— The request —
Can you rewrite the entries below with "lime peel" changed to "orange peel", leaving everything else untouched and omitting the pictures?

Region annotation entries:
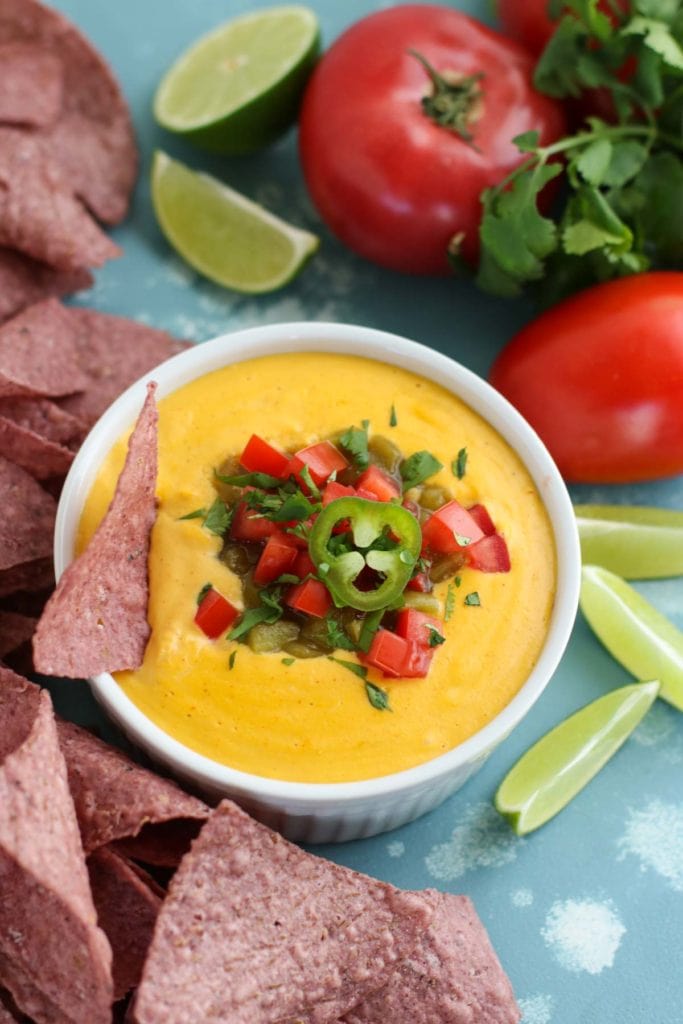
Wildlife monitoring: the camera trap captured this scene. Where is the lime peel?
[581,565,683,711]
[574,505,683,580]
[152,151,319,294]
[495,681,659,836]
[154,4,321,155]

— Task result —
Wildlife monitoring: the camera trap captured this scene. Where is the orange peel?
[581,565,683,711]
[574,505,683,580]
[152,151,319,294]
[495,681,659,836]
[154,4,321,155]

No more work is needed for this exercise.